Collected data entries

*** Block opens ***

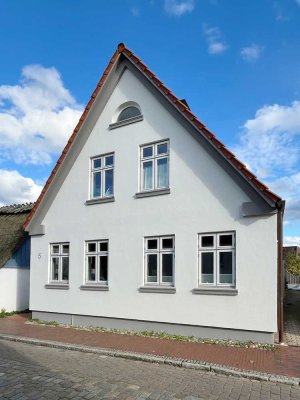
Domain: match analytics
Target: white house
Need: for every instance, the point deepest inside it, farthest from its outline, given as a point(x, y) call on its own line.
point(14, 257)
point(148, 222)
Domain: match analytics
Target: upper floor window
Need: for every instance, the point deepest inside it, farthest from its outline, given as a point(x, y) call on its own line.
point(102, 176)
point(217, 259)
point(59, 262)
point(154, 168)
point(128, 112)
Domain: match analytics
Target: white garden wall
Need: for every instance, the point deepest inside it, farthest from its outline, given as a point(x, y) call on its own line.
point(14, 289)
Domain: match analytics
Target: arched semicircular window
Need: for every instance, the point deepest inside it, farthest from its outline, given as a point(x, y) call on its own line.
point(128, 112)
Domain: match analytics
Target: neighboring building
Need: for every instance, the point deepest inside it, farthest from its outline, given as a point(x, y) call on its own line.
point(14, 257)
point(291, 249)
point(148, 222)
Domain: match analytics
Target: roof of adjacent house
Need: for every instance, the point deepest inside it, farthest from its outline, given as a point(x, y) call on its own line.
point(12, 233)
point(181, 106)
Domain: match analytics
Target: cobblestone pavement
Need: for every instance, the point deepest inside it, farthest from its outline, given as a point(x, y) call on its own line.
point(292, 317)
point(283, 361)
point(33, 372)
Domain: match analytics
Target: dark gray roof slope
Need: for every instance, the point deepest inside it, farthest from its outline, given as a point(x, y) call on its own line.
point(12, 233)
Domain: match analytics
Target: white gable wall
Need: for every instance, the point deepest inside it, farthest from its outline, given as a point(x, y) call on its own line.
point(204, 198)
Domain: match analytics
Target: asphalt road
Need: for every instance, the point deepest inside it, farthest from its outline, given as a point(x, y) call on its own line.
point(34, 372)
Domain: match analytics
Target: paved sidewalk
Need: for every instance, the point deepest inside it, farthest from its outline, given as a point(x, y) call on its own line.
point(283, 361)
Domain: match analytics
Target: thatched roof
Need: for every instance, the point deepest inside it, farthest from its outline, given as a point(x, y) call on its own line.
point(12, 233)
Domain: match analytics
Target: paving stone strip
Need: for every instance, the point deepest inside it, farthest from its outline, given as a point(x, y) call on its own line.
point(178, 362)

*** Block closes ***

All of the entries above are to be transcribed word for word, with no pictures included.

Domain: match analytics
Target: white house
Need: for every instance, the point deepest inside it, farthest from its outline, given as a point(x, y) call on its own line.
point(14, 257)
point(148, 222)
Domain: match analytics
Target: upper floor window
Need: for every instance, the point deepest inside it, farthest from its outline, given as a point(x, y) call on its own line.
point(102, 176)
point(217, 259)
point(59, 262)
point(154, 168)
point(128, 112)
Domain: match analytics
Target: white garden wall
Need: for every instance, the point deepest inside it, farthest from its outline, given as a point(x, y) call on its own line.
point(14, 289)
Domain: match analytics
Target: arched semicircular window
Need: for every instance, the point deepest inside it, farthest from its outline, given as a point(x, y) call on its own line.
point(128, 112)
Domain: match analytics
Target: neighboring building
Need: for every instance, the point deepest inside it, farthest from its outline, given as a point(x, y) call on its own line.
point(14, 257)
point(291, 249)
point(148, 222)
Domain: match analytics
Target: roof of adjacent house
Need: for every instance, the point deepest inside it, farthest from its outline, given as a point(x, y) call on its own line.
point(12, 233)
point(181, 106)
Domain: match analytics
Target: cobblestone pavement
Need: for every instance, the point deepest inside it, farthest from its outline, given as a point(x, y) call on its own line.
point(292, 317)
point(283, 361)
point(33, 372)
Domain: match analytics
Target: dark gray roof slope
Need: for every instance, the point deepest inside it, farthest from its outline, given as a point(x, y) call on its own line.
point(12, 233)
Domain: match analytics
Target: white gable wall
Need: for every instance, the point deepest inside it, farthest from its outline, given as a point(x, y) call on its own line.
point(204, 198)
Domain: match analytics
Target: asphalt road
Need: for every instance, the point deepest inside it, farthest from its outline, given as a point(x, y) call on its own line.
point(34, 372)
Domain: match analytics
Target: paved sidewalk
Need: for every instance, the point deepest inside it, farthest from its outline, given as a point(x, y) call on its own line.
point(283, 361)
Domain: match analytics
Target: thatched roof
Need: for every instance, the point deepest inside it, farthest from its outline, given as a point(x, y) call on its own line.
point(12, 233)
Domain: match analytics
Target: paving stone strip
Need: for every instance, the point deepest inside it, farthest from its outline, given as a point(x, y) call on its own line.
point(178, 362)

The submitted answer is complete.